§ **Aim of the exercise**
Whenever a line in the data holds the string "white", pull that line out.
Working data Start Marker
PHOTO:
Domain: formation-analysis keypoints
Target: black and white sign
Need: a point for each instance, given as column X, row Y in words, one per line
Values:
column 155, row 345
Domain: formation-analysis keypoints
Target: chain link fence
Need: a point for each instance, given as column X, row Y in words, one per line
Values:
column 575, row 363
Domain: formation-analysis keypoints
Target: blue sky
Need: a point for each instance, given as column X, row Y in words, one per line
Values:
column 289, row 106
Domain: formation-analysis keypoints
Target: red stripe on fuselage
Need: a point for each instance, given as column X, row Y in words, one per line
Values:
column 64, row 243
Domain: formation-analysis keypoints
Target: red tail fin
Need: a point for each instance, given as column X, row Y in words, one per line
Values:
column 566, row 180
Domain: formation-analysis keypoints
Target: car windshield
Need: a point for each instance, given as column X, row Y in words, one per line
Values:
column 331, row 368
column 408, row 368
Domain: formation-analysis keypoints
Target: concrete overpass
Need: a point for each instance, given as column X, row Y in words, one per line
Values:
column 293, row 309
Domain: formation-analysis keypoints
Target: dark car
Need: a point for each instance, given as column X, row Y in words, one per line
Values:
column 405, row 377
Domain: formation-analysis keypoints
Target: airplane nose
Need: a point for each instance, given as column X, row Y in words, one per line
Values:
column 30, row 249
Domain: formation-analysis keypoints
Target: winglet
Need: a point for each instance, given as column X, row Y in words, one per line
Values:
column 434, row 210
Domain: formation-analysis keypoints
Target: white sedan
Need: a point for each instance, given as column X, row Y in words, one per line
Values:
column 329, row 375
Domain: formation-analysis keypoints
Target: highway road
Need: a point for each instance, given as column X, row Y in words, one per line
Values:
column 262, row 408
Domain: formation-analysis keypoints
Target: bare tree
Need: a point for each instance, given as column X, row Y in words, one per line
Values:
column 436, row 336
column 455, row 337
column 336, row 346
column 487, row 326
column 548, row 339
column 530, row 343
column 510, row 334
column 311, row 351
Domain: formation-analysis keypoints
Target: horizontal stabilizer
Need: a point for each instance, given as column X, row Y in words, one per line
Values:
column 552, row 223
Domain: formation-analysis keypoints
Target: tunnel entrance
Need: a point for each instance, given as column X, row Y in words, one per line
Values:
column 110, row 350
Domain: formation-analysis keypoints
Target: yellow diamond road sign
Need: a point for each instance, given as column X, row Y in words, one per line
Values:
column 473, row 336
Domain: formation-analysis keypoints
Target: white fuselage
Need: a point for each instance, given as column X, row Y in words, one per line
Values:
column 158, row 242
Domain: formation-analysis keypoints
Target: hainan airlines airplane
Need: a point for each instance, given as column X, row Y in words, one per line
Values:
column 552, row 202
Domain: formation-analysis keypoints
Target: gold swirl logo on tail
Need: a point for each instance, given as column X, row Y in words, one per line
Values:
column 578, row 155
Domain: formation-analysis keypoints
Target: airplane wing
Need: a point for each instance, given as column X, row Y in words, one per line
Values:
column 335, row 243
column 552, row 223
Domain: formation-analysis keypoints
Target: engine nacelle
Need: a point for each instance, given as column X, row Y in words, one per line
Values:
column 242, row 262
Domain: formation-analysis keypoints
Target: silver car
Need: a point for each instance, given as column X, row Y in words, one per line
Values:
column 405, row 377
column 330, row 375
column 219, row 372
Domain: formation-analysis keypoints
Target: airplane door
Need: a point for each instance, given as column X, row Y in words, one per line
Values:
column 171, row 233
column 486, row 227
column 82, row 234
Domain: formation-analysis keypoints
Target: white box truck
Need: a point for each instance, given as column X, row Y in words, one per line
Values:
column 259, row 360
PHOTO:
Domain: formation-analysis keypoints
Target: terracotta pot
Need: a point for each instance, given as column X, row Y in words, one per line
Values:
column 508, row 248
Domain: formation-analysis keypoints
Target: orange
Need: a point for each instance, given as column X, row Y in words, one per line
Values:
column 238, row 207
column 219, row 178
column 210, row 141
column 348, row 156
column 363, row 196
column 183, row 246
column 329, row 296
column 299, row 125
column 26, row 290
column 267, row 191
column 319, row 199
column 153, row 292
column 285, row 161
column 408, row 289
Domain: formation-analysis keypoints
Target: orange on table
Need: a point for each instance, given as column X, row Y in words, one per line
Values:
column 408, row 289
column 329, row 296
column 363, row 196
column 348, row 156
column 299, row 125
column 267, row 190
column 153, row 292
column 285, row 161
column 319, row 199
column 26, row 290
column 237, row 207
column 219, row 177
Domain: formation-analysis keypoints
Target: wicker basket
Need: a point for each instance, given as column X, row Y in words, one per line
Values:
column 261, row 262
Working data End Marker
§ **Exercise result**
Target: black and white sign
Target: white sedan
Target: white fuselage
Target: white box truck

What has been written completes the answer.